Continue the passage about Webpack and JSPM/SystemJS, picking up right after its last sentence.

== SUPPLIED PASSAGE ==
::::::

What is Webpack and/or JSPM/SystemJS?

tl;dr: if you know what they are, feel free to skip this section

If you’re not familiar with JSPM/SystemJS or Webpack, they are both a set of tools to allow you to modularize frontend apps, and try to be a one-stop solution build tool. What does that mean? Well, in my experience, both have acted as my dev server, minifier, uglifier, ES6-ifier, and static assets manager just to name a few.

Webpack has a much greater following, and it has become the industry standard among frontend web apps for better or for worse. But because of this popularity there are so many plugins and loaders that already have been built for you. Essentially all you (the developer) are responsible for is filling in the blanks in the configuration file. This makes it super easy, since finding tutorials and examples on the web are so prevalent. If you are just starting out, I would suggest to take a read through this eBook, http://survivejs.com/webpack/introduction/.

::::::

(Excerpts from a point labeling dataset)
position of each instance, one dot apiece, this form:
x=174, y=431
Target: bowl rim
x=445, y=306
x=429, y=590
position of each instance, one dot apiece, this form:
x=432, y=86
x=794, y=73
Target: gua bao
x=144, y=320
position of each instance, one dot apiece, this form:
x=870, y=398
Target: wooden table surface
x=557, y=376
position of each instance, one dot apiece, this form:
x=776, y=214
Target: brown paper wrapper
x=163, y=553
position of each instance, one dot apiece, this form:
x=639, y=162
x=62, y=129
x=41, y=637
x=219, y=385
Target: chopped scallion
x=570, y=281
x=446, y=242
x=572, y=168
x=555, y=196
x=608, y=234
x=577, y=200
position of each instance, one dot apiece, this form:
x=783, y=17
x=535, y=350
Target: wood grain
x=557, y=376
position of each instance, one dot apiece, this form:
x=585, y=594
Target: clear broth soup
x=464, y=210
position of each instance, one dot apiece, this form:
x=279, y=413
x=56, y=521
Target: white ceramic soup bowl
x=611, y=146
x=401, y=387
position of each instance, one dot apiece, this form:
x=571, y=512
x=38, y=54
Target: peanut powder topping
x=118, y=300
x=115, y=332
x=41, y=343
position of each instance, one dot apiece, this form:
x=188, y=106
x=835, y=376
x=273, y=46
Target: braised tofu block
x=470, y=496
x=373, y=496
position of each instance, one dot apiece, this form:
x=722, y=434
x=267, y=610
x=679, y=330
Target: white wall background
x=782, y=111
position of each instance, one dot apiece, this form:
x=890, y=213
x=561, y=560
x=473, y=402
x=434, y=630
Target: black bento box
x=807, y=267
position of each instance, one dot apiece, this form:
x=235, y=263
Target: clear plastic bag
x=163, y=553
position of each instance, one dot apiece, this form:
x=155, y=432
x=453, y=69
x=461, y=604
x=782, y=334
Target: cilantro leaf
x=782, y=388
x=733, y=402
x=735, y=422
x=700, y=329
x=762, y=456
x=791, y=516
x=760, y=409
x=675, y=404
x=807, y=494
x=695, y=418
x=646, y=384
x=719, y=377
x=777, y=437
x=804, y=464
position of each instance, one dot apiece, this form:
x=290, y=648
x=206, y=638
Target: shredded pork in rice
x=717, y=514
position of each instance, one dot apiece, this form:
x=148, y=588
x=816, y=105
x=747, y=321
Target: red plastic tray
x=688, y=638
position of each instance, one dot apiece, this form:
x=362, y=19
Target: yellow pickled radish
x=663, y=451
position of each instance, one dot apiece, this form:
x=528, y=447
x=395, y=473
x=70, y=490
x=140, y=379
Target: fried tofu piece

::::::

== RESPONSE ==
JSPM/SystemJS has certainly gained in popularity and is the brain child of Guy Bedford. SystemJS is a module loader, and manages all your components and js packages. JSPM is the package manager that handles installing all those great 3rd party packages that we so rely on similar to NPM or Bower, but better! Over the course of the past 6 months, I’ve built 3 production apps using this set of tools, and have loved it. The thing that makes SystemJS great is that it is built to the ES6-specs. The idea behind this is that when ES6 is finally universally accepted, there will be a minimal amount of refactoring that you will need to do to your app. Another major benefit to using JSPM is that the 3rd party package that you want to install doesn’t have to be an actual package. It can live on Github, NPM, Bower, or in the JSPM registry. Which at first may not sound like much, but its actually so nice when you want to unify the way you manage all your packages. It really takes away the complexities that are associated with package managing.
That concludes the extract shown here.